### TEXT BLOCK
Introduction

Investigations into the optical response of nanoparticles have prioritized the development of theoretical frameworks to elucidate their interactions with electromagnetic radiation in the visible range. In particular, the scattering spectra resulting from light-nanoparticle interactions have been analyzed for various nanoparticle types. This study focuses on Polymeric Nanoparticles (NPPS). To understand the optical response of NPPS, it is crucial to distinguish between absorption and scattering spectra during light interactions.

Mathematical models that account for NPP-specific phenomena, such as anisotropic basis functions and heterogeneity, facilitate the estimation of classical radiation loss processes.

Gustav Mie's solution, the first complete spherical scattering theory, provides a description of the interaction between a plane wave and a spherical dielectric [¹-⁵]. Adaptation of this theory and other radiation models, such as anisotropic basis functions and heterogeneity [⁶-⁹], by inputting specific parameters, allows the association of observed scattering phenomena with irradiated NPPS. Mie solutions are also used to study electromagnetic radiation interactions with the atmosphere particularly to quantify and determine atmospheric aerosol distributions on Earth and other planets [¹⁰]. However, this study focuses on parameters specific to NPPS designed for drug delivery.

As a result, two spectra are obtained from different sources. The first relates to the absorption processes of electromagnetic radiation due to morphological characteristics, polymer arrangement, and configuration. The second pertains to the dispersive light response, which depends on the size of the NPP and the wavelength of the interacting radiation.

It is important to consider the classification of NPPS based on the materials used for their core and shell/cover. Toxicological engineering generally classifies nanoparticles [¹¹-¹²]. First, monolayer or two-dimensional multilayer carbon nanotubes range from 2 to 50 nm, with lengths exceeding 100 nm. Second, fullerenes serve as water-soluble organic spherical cages. Third, dendrimers have sizes as small as 10 nm, which limits the incorporation of molecules.

Finally, three-dimensional spherical semiconductor nanocrystals (1-10 nm QDs or quantum dots) range from 2.5 to 100 nm, as do gold nanoparticles/nano-capsules (1-100 nm), and silica nanoparticles of various shapes and sizes [¹³-¹⁵].

For NPPS, materials include lipid, protein, natural, semi-synthetic, and synthetic polymers. For example, NPPS could be hyperbranched polymer dendrimers with applications in biology and medicine [¹¹,¹⁶,¹⁷].

The use of NPPS in various applications is primarily due to their polymeric base, which allows them to be dispersed in any material matrix. Additionally, they can be biofunctionalized, conjugated, and coated, making them suitable for targeted and controlled delivery. This increases their value as biomarkers and improves their stability, solubility, and cytocompatibility. The NPPS studied are nano-spheres prepared using a fluorene monomer-polymer conjugate encapsulated in silica nanoparticles to enhance biocompatibility.

### THE DATA
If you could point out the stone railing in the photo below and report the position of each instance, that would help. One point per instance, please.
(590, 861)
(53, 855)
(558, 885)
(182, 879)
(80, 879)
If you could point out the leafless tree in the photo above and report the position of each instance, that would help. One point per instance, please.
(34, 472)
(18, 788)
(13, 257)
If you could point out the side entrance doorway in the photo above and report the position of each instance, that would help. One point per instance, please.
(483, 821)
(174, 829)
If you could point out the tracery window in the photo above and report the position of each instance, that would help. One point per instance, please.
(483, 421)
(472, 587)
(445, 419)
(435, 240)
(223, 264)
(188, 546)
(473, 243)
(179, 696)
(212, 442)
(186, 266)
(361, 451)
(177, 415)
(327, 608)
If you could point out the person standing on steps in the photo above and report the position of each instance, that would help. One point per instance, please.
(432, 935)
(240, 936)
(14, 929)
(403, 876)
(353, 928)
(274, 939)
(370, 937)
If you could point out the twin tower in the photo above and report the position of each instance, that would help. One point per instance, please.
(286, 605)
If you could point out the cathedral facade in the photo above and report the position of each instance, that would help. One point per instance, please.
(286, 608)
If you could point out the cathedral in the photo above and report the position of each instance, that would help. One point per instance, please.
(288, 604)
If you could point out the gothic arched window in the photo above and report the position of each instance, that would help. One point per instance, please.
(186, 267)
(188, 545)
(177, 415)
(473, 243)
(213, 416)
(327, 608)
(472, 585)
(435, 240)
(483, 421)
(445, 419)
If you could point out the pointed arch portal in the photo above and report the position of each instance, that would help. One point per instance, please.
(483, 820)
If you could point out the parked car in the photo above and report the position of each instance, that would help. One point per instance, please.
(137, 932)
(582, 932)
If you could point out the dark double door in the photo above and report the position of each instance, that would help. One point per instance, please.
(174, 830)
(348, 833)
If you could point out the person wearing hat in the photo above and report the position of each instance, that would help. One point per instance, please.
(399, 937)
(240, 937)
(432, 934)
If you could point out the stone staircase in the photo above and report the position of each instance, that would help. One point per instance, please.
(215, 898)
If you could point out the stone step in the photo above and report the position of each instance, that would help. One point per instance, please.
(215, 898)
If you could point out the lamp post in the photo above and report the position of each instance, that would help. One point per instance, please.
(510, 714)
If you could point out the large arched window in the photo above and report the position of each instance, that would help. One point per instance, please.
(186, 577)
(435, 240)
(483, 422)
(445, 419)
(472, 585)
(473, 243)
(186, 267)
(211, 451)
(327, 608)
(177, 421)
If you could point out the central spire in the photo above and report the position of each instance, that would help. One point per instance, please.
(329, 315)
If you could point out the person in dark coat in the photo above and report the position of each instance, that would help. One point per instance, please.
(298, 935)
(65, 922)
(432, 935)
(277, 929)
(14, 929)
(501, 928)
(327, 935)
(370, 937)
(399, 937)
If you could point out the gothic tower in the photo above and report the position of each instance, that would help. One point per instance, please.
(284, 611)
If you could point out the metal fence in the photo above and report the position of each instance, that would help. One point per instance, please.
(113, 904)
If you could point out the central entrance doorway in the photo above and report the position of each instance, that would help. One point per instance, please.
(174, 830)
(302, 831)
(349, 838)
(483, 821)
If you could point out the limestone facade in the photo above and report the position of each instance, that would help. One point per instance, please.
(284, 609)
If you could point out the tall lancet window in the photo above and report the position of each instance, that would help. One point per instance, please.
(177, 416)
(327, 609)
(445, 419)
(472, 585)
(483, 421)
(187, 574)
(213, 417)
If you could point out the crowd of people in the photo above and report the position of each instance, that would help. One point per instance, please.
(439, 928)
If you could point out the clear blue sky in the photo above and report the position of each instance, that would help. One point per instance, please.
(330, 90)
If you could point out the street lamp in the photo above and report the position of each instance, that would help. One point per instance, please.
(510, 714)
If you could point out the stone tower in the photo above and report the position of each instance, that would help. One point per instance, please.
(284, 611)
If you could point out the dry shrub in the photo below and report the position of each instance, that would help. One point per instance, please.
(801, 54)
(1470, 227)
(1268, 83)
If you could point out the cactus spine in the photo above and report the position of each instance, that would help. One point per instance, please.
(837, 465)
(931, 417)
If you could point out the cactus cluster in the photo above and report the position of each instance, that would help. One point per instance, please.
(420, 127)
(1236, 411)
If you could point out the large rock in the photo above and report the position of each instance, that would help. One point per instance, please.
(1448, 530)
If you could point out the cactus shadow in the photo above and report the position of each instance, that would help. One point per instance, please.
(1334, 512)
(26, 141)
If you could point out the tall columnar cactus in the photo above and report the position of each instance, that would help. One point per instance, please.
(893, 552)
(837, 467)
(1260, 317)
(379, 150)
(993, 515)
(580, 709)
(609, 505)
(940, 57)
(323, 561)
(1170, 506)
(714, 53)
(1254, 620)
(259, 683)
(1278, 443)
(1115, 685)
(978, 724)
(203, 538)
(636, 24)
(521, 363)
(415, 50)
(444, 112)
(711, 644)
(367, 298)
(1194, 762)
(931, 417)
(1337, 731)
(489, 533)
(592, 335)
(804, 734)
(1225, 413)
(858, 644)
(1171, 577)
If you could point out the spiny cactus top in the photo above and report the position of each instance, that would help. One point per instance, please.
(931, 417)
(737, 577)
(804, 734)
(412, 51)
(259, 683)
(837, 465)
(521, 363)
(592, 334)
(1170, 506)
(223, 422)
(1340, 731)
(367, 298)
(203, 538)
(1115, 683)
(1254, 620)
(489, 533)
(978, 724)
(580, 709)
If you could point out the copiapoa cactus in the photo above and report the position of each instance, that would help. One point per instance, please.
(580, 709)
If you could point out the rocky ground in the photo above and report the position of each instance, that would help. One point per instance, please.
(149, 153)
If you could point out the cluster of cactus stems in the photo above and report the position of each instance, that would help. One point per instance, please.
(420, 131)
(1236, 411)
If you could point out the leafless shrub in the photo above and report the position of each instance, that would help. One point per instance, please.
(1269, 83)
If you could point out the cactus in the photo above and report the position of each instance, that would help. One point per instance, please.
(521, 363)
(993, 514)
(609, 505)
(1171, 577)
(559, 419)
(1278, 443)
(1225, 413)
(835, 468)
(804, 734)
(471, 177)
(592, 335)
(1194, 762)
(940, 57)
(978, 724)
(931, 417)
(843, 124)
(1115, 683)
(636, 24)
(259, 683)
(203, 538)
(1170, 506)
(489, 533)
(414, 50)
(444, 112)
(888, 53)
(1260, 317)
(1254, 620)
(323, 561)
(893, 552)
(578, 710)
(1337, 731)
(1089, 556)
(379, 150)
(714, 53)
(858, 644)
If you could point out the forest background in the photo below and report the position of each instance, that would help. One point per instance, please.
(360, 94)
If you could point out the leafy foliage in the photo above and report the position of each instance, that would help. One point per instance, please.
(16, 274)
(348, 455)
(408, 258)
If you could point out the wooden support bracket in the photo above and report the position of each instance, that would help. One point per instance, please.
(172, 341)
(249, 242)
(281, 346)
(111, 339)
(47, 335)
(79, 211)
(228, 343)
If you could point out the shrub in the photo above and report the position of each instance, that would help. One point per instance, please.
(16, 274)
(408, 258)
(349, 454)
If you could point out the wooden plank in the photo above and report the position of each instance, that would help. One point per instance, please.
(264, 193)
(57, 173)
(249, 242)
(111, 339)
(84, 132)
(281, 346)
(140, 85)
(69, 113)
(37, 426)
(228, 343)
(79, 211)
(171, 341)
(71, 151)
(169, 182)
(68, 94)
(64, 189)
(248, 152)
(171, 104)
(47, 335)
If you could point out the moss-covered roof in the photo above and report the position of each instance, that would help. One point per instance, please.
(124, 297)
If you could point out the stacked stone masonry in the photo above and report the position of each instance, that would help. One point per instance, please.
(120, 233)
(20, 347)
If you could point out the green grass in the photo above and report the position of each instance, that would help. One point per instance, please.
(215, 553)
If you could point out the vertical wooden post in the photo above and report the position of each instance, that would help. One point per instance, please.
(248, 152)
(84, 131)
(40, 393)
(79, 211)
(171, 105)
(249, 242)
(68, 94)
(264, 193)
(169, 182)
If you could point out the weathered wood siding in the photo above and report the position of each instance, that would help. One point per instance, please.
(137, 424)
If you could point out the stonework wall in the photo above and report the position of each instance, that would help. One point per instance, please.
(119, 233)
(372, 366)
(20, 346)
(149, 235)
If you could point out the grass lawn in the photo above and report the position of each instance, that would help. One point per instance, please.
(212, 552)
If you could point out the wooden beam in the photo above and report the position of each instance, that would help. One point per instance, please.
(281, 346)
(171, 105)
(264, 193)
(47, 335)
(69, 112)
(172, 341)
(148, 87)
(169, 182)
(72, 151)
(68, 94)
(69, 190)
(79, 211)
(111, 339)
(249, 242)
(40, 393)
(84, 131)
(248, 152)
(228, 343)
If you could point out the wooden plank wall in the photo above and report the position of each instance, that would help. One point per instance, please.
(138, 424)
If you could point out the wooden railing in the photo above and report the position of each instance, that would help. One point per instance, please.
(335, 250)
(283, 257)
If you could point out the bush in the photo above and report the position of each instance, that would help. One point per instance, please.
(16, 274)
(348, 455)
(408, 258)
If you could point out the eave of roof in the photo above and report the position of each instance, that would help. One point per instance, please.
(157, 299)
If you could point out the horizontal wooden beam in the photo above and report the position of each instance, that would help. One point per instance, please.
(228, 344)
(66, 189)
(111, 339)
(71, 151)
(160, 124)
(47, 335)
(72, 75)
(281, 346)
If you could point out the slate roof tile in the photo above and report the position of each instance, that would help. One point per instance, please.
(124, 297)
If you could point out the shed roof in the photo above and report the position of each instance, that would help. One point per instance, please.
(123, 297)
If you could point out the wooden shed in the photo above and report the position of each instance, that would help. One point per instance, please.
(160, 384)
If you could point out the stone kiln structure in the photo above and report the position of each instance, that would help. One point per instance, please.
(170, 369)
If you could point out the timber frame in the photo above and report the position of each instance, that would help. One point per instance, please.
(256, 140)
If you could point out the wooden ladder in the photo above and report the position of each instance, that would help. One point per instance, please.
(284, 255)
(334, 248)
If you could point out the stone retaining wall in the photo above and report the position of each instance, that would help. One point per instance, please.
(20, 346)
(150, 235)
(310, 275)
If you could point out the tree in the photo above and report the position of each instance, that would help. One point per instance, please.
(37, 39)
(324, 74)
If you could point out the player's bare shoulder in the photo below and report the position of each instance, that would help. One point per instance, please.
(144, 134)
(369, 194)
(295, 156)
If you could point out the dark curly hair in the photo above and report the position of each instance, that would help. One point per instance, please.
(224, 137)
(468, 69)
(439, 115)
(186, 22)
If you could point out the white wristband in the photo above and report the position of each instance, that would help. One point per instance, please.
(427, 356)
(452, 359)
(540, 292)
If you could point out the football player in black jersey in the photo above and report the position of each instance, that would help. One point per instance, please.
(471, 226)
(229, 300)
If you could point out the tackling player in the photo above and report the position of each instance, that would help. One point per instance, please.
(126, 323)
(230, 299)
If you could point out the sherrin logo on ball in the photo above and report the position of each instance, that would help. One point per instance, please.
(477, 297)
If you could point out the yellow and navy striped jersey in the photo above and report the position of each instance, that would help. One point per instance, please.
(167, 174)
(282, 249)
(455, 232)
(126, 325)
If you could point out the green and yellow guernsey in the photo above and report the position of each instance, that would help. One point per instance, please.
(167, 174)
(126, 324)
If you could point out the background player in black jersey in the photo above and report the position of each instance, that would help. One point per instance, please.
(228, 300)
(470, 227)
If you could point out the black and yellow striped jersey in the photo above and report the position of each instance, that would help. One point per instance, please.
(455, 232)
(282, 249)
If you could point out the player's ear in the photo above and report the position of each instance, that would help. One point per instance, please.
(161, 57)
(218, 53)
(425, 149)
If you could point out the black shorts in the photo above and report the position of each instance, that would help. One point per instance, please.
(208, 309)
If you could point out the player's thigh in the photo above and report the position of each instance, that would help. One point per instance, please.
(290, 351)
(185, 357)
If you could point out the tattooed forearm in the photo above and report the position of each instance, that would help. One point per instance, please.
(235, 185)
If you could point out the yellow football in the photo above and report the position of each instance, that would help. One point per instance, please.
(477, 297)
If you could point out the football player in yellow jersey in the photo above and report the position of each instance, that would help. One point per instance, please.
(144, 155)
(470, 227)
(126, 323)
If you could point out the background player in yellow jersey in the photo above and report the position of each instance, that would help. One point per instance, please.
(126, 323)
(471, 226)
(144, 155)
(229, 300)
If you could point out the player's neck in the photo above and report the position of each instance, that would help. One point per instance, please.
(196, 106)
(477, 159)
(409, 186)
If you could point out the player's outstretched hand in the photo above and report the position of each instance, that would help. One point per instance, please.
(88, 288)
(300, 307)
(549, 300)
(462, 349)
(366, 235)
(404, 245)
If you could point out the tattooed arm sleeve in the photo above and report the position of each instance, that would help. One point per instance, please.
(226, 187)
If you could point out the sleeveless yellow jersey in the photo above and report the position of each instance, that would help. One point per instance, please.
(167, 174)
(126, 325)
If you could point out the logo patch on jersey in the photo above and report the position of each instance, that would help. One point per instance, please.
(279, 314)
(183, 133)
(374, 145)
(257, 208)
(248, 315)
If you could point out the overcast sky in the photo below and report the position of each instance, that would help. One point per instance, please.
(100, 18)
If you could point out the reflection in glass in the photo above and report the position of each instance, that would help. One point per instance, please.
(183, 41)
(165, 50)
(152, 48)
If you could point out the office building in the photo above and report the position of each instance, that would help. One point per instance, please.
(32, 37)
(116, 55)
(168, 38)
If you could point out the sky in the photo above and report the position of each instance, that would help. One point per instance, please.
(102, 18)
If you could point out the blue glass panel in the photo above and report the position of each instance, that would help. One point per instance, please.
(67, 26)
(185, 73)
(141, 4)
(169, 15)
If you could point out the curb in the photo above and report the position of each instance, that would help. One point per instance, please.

### TO DO
1. According to the polymeric nanoparticle introduction, how were the nano-spheres under study prepared?
2. State whether each statement agrees with the polymeric nanoparticle introduction. Answer yes or no and quote the deciding words.
(a) Mie solutions are also applied to atmospheric aerosol distributions.
(b) Dendrimers have sizes as small as 50 nm.
(c) Fullerenes serve as water-insoluble organic cages.
3. Extend the polymeric nanoparticle introduction beyond its final sentence.
The items come from a source separate from the polymeric nanoparticle introduction.

### REPLIES
1. They were prepared using a fluorene monomer-polymer conjugate encapsulated in silica nanoparticles.

2.
(a) Yes: "Mie solutions are also used to study electromagnetic radiation interactions with the atmosphere particularly to quantify and determine atmospheric aerosol distributions on Earth and other planets"
(b) No: "dendrimers have sizes as small as 10 nm"
(c) No: "fullerenes serve as water-soluble organic spherical cages"

3.
However, the production of nanoparticles presents challenges such as reproducibility, scalability and, cost effectiveness. Several methods have been developed to overcome these limitations. One common method is reprecipitation, which involves the precipitation of a poorly soluble material from a non-solvent solution, allowing the synthesis of monodisperse nanoparticles with controlled size and shape [¹⁸]. Other methods include emulsion polymerization, microemulsion, and electrospinning [¹⁸-¹⁹], each of which its own advantages and disadvantages, selected based on specific applications and desired nanoparticle properties.

In the emulsion/evaporation method, an emulsion is formed by adding a polymer non-solvent to the system. This process leads to polymer precipitation and nanoparticle formation. A variant of this method, known as double or triple emulsion, involves performing two or three emulsification steps to increase encapsulation efficiency. Emulsification diffusion uses a water-in-oil emulsion, where the water phase contains the drug to be encapsulated. The solvent in the oil phase diffuses into the water phase, causing the polymer to precipitate and form nanoparticles. Nano-precipitation involves adding a non-solvent to a polymer solution, which results in polymer precipitation and the formation of nanoparticles. These methods are widely used in the manufacture of various types of nanoparticles, including NPPS [¹¹, ¹², ²⁰, ²¹].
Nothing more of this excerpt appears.